# Exercise goal:
Can you locate every line in the data below that contains the word "plant" and copy each one?

+++ Available data +++

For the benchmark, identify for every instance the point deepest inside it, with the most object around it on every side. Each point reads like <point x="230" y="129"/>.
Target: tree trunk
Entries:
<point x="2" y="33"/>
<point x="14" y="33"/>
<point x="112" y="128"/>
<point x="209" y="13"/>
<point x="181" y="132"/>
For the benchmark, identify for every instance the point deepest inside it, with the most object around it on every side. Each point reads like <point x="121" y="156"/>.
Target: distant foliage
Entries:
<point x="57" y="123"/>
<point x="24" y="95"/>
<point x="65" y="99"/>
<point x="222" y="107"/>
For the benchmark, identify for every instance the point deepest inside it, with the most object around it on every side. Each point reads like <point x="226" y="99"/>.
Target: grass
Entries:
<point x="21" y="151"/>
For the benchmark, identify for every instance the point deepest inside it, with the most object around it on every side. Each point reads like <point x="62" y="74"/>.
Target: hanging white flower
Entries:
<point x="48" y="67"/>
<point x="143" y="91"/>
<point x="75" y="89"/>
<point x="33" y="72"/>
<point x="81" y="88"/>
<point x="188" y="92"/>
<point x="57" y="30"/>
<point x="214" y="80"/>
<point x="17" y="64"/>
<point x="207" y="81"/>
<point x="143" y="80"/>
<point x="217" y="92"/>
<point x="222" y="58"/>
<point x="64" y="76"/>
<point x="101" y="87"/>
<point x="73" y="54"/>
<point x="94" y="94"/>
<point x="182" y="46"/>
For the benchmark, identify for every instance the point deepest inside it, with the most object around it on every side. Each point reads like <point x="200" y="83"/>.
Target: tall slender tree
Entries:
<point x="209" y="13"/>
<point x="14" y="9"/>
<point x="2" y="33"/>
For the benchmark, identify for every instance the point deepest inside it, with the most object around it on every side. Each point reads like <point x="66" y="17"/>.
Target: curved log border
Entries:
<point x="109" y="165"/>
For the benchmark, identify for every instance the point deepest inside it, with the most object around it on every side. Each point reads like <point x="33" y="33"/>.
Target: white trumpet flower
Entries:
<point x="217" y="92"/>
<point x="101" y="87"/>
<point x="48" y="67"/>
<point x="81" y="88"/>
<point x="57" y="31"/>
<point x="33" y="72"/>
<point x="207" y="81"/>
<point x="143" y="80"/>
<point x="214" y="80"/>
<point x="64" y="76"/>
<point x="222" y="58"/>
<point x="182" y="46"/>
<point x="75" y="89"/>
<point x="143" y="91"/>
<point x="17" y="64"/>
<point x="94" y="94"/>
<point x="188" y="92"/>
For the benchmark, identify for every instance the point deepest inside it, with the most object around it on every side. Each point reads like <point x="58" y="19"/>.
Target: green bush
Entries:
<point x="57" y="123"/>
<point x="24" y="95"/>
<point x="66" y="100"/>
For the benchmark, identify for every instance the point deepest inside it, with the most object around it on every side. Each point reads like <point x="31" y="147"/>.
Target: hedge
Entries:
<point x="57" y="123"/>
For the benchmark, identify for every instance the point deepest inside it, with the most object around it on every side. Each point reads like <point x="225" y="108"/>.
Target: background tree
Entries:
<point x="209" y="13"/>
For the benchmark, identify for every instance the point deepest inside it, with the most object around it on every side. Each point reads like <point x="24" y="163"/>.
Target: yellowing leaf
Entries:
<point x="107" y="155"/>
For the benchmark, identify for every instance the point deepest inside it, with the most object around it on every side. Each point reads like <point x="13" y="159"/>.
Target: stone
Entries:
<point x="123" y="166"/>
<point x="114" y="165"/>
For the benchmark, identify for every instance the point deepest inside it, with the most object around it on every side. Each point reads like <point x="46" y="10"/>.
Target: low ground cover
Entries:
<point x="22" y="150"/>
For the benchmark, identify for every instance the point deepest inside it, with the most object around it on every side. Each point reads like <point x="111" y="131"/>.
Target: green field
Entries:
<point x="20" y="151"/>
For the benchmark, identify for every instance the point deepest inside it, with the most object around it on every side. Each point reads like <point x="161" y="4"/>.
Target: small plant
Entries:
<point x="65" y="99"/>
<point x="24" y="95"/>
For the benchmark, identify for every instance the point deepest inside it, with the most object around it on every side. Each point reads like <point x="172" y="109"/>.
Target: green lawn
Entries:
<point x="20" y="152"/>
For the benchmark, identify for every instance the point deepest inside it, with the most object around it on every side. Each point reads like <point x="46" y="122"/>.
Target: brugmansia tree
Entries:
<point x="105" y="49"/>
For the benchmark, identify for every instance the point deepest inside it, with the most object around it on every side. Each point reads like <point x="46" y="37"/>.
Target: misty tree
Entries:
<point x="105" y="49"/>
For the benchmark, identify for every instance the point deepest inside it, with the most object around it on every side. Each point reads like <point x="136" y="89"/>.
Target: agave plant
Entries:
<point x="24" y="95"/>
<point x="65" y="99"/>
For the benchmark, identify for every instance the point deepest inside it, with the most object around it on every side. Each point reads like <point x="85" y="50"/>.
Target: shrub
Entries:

+++

# Solution below:
Target: small plant
Target: agave plant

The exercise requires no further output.